- _PASSAGE_:
In Lulu Wang’s “The Farewell,” which has been stirring buzz since it debuted in this year’s Sundance Film Festival, Awkwafina delivers in her first dramatic and lead role. She plays Billi, a girl born in China but raised in the United States. Billi returns to China to visit her beloved grandmother, Nai Nai (Shuzhen Zhao), who has only a short while left to live. But the family decides to keep Nai Nai in the dark about her health, scheduling a grand wedding as a convenient way for the clan to gather before she passes away.
The American-raised Billi has qualms about keeping the truth from her Nai Nai, who is inspired by Lulu’s real-life grandma.
“When I first heard the story, I was like uhm, no, I couldn’t,” Awkwafina answered when asked about her stand on not telling Nai Nai about her health condition. “But then being in China and understanding the reasoning for it—it’s done for love, because you don’t want them to carry that burden, you want to go through the burden for them.
Awkwafina said that many scenes resonated with her. The actress, born to a Chinese father and a South Korean mother who died when Awkwafina was 4, was raised by her paternal grandma.
“There were a lot of super moving scenes for me, obviously,” she said. “But I think of the first scene I ever shot—when grandma and I are playing outside doing the thing (exercise routine ending with a ‘Ha!’ yell). I don’t speak Chinese. I basically had to learn a lot of it for this movie. But that is how we bonded, that was the first time I met her. We were giggling, and a lot of the laughing wasn’t planned.
“I realized that as someone who had been going back to China to see some of my relatives whom I can’t understand, there is a bond that does not need words.”
Awkwafina talked about one especially emotional scene: “So the scene where I am saying goodbye to grandma was very heavy. Lulu’s real grandma, who did not know what the movie was about, came up to me and was like, ‘Why are you crying?’ I was like, ‘Oh, if I could only tell you.’ I still don’t understand a word that the woman who plays my grandma says because I don’t speak Chinese, but I love her.”
Awkwafina explained where her confidence comes from. “At first, it was from having nothing to lose, because I don’t come from a rich family. I was working at a bodega (she worked as a cashier) in New York. When you have nothing to lose, you would be surprised at how shameless you get.

- _SUPPLIED MATERIAL_:

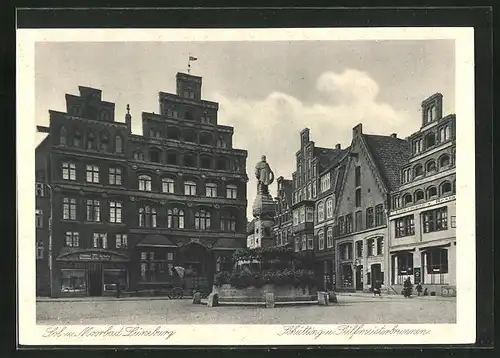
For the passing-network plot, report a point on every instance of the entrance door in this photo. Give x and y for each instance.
(95, 279)
(359, 278)
(376, 273)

- _WORK REQUEST 1_:
Copy the part of the Awkwafina interview that begins at the words "Awkwafina said that" and stops after "laughing wasn’t planned.", word for word.
- _WORK REQUEST 2_:
Extend the Awkwafina interview past its final sentence, carrying it on in the same manner.

- _YOUR RESPONSE 1_:
Awkwafina said that many scenes resonated with her. The actress, born to a Chinese father and a South Korean mother who died when Awkwafina was 4, was raised by her paternal grandma.
“There were a lot of super moving scenes for me, obviously,” she said. “But I think of the first scene I ever shot—when grandma and I are playing outside doing the thing (exercise routine ending with a ‘Ha!’ yell). I don’t speak Chinese. I basically had to learn a lot of it for this movie. But that is how we bonded, that was the first time I met her. We were giggling, and a lot of the laughing wasn’t planned.

- _YOUR RESPONSE 2_:
“Also, ever since I was a kid, I had this [raspy] voice. I was called weird a lot. I would come home and my grandma who raised me would tell me, ‘Don’t let them tell you what weird is, because the things that they think are weird, will make you special.’ She always gave me that confidence and spunk.”
She recounted her growing up years. “The cool Asians didn’t like me. They were like, ‘Who’s that?’ So I didn’t really understand the way that the community takes care of each other when I was young. Because New York is so fragmented. There are so many different races. I hung out with people of every color.
“As I grew older, especially when I entered this industry, the aspect of community became very apparent to me. We have to do things for each other and we have to look out for each other. I was also having conversations.
“I have had the pleasure of meeting Lucy Liu. I have talked to these other actors and actresses who came before us, who went through times where they were given roles that if you see them now, you are like, ‘This is a backward role. Why would an Asian person take that?’ And so now, it’s like an appreciation of what we do to each other as well as an appreciation for these stories that need to be told.”
On the success of “Crazy Rich Asians” and how it seems to encourage more films with Asian-American stories like “Always Be My Maybe” and “The Farewell,” Awkwafina remarked, “‘Crazy Rich Asians’ did set off a movement, for sure. What ‘Crazy Rich Asians’ did was show the world that these stories matter, that there is an audience for it and people feel something when they watch it.
On the talk that Jon M. Chu will direct the two sequels to “Crazy Rich Asians” at the same time, Awkwafina replied, “Oh man, that’s a lot of work (laughs). I heard something similar, but I don’t know.”